STATED GOAL: Could you rewrite the stretch of records from the line containing "- **Query**: weathered wooden building" through the line containing "left=248, top=334, right=330, bottom=347", requests included and nothing else, shifting every coordinate in the answer boxes by adding 126 while leaving the requests and their format sample unchanged?
####
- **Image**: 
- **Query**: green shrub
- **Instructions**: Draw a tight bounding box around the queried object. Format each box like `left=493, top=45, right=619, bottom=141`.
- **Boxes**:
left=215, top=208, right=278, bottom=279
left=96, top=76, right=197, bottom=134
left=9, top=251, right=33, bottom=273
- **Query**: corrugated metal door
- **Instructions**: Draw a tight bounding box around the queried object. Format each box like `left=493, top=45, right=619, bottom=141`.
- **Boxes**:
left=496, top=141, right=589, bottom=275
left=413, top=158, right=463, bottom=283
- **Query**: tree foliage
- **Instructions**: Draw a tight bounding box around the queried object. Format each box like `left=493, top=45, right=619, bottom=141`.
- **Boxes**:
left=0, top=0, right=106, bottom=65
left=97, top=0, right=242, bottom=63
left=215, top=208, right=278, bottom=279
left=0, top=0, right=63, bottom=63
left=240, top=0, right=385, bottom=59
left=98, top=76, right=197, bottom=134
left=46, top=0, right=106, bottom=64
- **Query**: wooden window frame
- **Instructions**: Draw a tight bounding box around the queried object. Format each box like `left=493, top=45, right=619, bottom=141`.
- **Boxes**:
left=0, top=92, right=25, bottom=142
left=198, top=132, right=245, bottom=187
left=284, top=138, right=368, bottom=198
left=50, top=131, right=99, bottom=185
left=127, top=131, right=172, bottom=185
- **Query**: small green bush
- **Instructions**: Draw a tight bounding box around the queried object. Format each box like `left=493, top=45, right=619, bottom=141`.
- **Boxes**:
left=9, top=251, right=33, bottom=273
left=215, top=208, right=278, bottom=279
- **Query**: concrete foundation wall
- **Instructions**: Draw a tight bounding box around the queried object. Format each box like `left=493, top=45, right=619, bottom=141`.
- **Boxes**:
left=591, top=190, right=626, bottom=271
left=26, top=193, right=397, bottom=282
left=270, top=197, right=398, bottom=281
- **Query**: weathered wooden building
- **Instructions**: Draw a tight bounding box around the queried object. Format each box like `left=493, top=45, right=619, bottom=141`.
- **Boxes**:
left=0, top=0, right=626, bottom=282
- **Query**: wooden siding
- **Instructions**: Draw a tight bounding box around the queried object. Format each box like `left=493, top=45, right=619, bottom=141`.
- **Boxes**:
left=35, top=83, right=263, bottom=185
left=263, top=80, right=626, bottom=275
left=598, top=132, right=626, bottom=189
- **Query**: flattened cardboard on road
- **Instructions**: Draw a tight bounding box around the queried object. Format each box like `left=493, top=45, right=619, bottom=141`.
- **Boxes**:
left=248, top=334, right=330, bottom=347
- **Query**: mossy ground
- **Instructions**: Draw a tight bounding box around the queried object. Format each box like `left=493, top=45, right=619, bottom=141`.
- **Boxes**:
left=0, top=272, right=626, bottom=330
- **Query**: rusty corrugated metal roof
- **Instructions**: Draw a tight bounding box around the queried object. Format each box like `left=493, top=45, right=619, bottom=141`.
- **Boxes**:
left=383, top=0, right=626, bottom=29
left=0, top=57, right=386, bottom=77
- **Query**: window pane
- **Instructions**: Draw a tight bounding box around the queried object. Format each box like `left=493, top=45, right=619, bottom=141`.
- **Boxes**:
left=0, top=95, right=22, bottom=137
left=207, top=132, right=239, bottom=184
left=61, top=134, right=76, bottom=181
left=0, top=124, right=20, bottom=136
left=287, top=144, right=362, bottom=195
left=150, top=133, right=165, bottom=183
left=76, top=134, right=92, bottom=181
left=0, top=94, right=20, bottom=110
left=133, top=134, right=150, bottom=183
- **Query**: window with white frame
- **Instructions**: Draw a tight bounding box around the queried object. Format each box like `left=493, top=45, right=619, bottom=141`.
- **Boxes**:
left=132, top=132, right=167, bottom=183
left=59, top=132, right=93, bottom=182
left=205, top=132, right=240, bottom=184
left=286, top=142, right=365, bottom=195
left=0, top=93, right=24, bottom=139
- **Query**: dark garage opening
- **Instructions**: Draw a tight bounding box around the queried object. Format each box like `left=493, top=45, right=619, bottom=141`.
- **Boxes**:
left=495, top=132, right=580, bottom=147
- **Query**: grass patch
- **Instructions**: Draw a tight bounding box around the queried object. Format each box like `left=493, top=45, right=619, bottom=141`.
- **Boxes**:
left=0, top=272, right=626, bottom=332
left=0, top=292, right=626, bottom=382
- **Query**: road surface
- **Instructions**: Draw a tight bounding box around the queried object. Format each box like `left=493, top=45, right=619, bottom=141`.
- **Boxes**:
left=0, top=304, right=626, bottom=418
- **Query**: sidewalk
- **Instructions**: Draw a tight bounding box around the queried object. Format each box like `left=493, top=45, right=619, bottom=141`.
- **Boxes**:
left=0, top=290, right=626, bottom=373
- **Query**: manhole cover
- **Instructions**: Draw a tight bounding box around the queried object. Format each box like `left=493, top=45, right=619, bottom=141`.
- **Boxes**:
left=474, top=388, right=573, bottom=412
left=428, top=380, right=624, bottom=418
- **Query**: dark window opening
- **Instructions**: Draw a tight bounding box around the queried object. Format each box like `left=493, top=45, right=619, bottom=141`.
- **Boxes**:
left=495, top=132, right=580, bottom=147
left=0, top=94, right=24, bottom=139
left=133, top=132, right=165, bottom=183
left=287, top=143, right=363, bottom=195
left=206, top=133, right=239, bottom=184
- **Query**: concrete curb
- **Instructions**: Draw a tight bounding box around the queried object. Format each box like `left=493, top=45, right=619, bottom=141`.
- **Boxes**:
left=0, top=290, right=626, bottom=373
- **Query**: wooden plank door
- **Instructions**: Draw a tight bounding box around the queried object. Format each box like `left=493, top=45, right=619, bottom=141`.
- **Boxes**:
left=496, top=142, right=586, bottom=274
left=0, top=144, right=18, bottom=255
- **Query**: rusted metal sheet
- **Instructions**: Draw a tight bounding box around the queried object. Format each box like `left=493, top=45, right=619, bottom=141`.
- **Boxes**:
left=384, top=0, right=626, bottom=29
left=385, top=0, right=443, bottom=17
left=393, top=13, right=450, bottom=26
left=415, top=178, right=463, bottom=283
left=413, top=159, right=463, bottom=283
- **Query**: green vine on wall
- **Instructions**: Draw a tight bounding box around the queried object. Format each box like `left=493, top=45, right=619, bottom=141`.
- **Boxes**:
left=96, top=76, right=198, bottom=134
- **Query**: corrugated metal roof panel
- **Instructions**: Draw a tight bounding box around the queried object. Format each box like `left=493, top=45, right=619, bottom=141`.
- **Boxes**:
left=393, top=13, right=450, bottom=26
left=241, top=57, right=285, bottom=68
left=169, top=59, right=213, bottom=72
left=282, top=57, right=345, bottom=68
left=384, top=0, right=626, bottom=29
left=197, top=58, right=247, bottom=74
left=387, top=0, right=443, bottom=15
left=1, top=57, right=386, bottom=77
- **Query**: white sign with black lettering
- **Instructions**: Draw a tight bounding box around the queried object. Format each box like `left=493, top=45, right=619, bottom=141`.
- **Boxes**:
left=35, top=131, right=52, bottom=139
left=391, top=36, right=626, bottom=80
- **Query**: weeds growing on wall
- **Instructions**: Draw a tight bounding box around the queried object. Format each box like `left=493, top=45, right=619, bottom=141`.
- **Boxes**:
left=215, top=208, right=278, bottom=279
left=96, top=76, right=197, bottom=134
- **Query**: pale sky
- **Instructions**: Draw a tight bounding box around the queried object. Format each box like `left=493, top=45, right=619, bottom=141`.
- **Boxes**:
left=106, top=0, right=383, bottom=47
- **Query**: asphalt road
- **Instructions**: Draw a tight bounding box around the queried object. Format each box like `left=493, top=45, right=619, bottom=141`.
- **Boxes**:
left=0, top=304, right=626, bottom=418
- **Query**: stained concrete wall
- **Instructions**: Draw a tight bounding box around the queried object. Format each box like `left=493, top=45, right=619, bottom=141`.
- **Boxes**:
####
TASK RESPONSE:
- **Query**: weathered wooden building
- **Instructions**: Draw a tight bounding box around the queried object. Format each box like `left=493, top=45, right=619, bottom=141`.
- **Boxes**:
left=126, top=126, right=752, bottom=408
- **Query**: wooden siding
- **Instructions**: Draw a tight bounding box around the queried object. Format each box like `left=493, top=45, right=619, bottom=141`.
- **Boxes**:
left=161, top=209, right=389, bottom=311
left=389, top=206, right=752, bottom=401
left=724, top=258, right=752, bottom=315
- **Query**: flattened cardboard on road
- **Instructions**: Draw a tight bounding box around the queried object. Format each box like `left=493, top=45, right=619, bottom=141`.
- **Boxes**:
left=374, top=460, right=456, bottom=473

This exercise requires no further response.